### EXERCISE DETAILS
Produce an exact transcription of the listing below, omitting the pictures.

### STUDY MATERIAL
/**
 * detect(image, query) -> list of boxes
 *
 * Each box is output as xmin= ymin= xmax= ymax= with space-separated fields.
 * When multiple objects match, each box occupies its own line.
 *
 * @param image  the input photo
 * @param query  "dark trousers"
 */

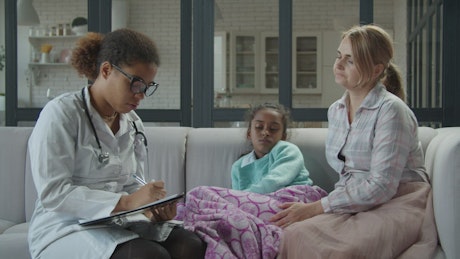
xmin=111 ymin=227 xmax=206 ymax=259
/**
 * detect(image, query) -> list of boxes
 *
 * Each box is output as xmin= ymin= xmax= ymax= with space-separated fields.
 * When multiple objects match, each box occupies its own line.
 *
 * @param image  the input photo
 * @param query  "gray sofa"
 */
xmin=0 ymin=126 xmax=459 ymax=258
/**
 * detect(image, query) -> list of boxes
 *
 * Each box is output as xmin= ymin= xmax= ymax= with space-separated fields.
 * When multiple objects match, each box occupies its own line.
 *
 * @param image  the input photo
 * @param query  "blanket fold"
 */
xmin=176 ymin=185 xmax=327 ymax=259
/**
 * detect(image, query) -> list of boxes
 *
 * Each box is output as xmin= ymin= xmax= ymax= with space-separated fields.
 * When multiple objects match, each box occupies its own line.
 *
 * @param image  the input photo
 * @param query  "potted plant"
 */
xmin=71 ymin=17 xmax=88 ymax=35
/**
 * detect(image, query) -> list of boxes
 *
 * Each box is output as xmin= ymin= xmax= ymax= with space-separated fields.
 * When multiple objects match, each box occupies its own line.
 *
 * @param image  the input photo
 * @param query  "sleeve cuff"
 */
xmin=320 ymin=196 xmax=331 ymax=213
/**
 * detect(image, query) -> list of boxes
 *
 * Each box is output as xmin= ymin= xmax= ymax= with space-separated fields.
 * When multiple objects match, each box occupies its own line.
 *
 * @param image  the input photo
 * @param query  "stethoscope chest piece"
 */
xmin=81 ymin=87 xmax=148 ymax=166
xmin=98 ymin=152 xmax=110 ymax=164
xmin=82 ymin=88 xmax=112 ymax=165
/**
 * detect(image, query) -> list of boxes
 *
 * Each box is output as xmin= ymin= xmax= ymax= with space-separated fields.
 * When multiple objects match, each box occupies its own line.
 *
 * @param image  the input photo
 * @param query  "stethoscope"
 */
xmin=81 ymin=88 xmax=148 ymax=166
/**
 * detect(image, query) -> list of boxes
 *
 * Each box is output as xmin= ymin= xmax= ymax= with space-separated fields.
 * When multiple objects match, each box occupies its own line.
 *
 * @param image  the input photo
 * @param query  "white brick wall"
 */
xmin=129 ymin=0 xmax=181 ymax=109
xmin=26 ymin=0 xmax=87 ymax=107
xmin=22 ymin=0 xmax=396 ymax=110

### SOLUTION TO THE EXERCISE
/**
 * detect(image, query) -> list of boxes
 *
 * Each box is output as xmin= ymin= xmax= ymax= with space-separated fields.
 * When multiple objects match, each box occupies its own line.
 *
 * @param image  the input photo
 * @param query  "dark trousers"
 */

xmin=111 ymin=227 xmax=206 ymax=259
/**
 * detect(image, query) -> list of boxes
 *
 * Each box is output as xmin= ymin= xmax= ymax= with space-separated fields.
 * When multiple objects match, each box occupies its own line.
 *
 * @param image  the input photo
 * @param query  "gray sofa"
 */
xmin=0 ymin=126 xmax=459 ymax=258
/**
 * detect(image, query) -> list of boxes
 *
 * Each box is output as xmin= ymin= xmax= ymax= with space-separated fields.
 * When multiple objects match, each box occupies its own line.
 *
 * @param image  the input photo
 * @param query  "blanket fold"
 */
xmin=176 ymin=185 xmax=327 ymax=259
/**
 * detect(image, query) -> list of boxes
 *
 * Each box is output as xmin= ymin= xmax= ymax= with space-separated fields.
 * When multiple objects match, each box occupies its own line.
 *
 * @param image  the input photo
 * @param query  "potted plant"
 */
xmin=71 ymin=17 xmax=88 ymax=35
/**
 * detect(image, query) -> list of boxes
 *
 * Each box is output as xmin= ymin= xmax= ymax= with space-separated fields.
 * When multiple objects match, each box occupies its own line.
 *
 * @param image  the input photo
 * @param query  "sleeve cuff"
 */
xmin=320 ymin=196 xmax=331 ymax=213
/**
 * detect(image, query) -> list of boxes
 *
 * Each box is output as xmin= ymin= xmax= ymax= with space-separated fields.
 * When multiple objects match, each box occupies its own line.
 *
 * @param image  the input photo
 * @param query  "stethoscope chest piece"
 */
xmin=81 ymin=87 xmax=148 ymax=166
xmin=98 ymin=152 xmax=110 ymax=164
xmin=82 ymin=88 xmax=112 ymax=165
/**
 * detect(image, query) -> list of boxes
 *
 * Each box is output as xmin= ymin= xmax= ymax= with space-separated fields.
 * When multiple objects match, each box occupies its own line.
 *
 * @param image  the input photo
 * @param query  "stethoscope"
 */
xmin=81 ymin=88 xmax=148 ymax=166
/**
 * detect(image, query) -> list of boxes
 *
 * Each box is output as xmin= ymin= xmax= ymax= with space-separated fields.
 * When multiple objects match, each box occupies its own line.
 *
 * @param image  the input photo
 * @param query  "white brick wall"
 */
xmin=129 ymin=0 xmax=181 ymax=109
xmin=26 ymin=0 xmax=87 ymax=107
xmin=22 ymin=0 xmax=396 ymax=110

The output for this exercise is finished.